+++ RECORDS FOR THIS TASK +++
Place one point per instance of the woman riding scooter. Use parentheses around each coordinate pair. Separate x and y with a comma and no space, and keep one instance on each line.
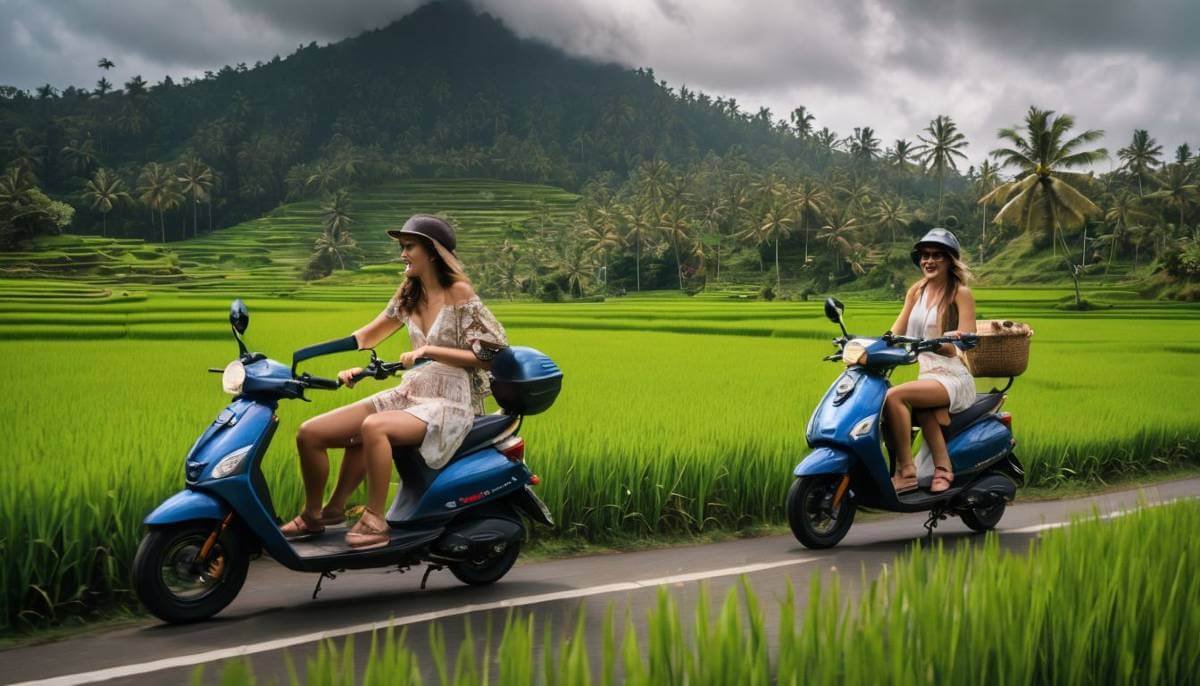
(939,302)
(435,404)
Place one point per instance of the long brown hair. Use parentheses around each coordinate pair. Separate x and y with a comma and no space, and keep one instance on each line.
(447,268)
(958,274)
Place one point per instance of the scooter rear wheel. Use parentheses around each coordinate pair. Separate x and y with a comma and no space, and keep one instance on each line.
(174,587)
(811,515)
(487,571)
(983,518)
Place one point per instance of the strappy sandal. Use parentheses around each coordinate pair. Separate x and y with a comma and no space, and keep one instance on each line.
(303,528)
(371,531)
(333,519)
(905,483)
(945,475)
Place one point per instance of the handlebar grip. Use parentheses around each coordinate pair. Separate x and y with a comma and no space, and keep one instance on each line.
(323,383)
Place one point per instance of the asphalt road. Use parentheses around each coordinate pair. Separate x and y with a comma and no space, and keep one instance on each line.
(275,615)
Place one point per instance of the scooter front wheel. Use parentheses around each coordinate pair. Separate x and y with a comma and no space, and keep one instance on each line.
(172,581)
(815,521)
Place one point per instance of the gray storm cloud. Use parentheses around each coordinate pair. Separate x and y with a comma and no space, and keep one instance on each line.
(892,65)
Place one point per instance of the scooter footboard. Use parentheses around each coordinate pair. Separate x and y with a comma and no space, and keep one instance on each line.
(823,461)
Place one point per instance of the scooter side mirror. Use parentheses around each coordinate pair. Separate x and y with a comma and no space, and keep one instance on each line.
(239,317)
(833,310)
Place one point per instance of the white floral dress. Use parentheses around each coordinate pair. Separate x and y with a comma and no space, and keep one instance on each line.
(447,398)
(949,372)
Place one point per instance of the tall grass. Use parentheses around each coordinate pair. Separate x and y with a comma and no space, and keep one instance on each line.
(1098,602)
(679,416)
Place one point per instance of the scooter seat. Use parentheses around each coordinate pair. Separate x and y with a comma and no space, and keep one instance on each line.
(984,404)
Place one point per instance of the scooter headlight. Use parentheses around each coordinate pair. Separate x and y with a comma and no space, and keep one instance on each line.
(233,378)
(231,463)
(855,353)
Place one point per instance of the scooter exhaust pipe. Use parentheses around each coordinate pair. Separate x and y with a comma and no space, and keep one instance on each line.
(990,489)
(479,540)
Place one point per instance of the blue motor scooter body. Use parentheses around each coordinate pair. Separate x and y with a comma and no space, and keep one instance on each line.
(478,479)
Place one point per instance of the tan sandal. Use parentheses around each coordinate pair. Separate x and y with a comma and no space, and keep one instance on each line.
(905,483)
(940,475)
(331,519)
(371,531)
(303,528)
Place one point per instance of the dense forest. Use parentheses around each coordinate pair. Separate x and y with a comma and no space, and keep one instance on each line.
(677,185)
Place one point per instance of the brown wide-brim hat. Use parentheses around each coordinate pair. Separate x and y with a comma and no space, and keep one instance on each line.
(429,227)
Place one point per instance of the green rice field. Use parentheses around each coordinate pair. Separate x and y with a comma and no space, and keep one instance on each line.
+++
• YOUR ASSIGNMENT: Here the answer is the exact run of lines above, from the line with "Place one point per instance of the brown" down to the last, and nothing else.

• COMPLETED TASK:
Place one point per instance of the brown wide-brim hat. Use parentheses around each coordinate pair. Separate x and y with a comma and no space, and keep one instance on each line.
(429,227)
Place one point per instance of the green rice field. Use parentheses around each coordinate pair. Separate x and y with a comma and no space, and keep one instance on each line.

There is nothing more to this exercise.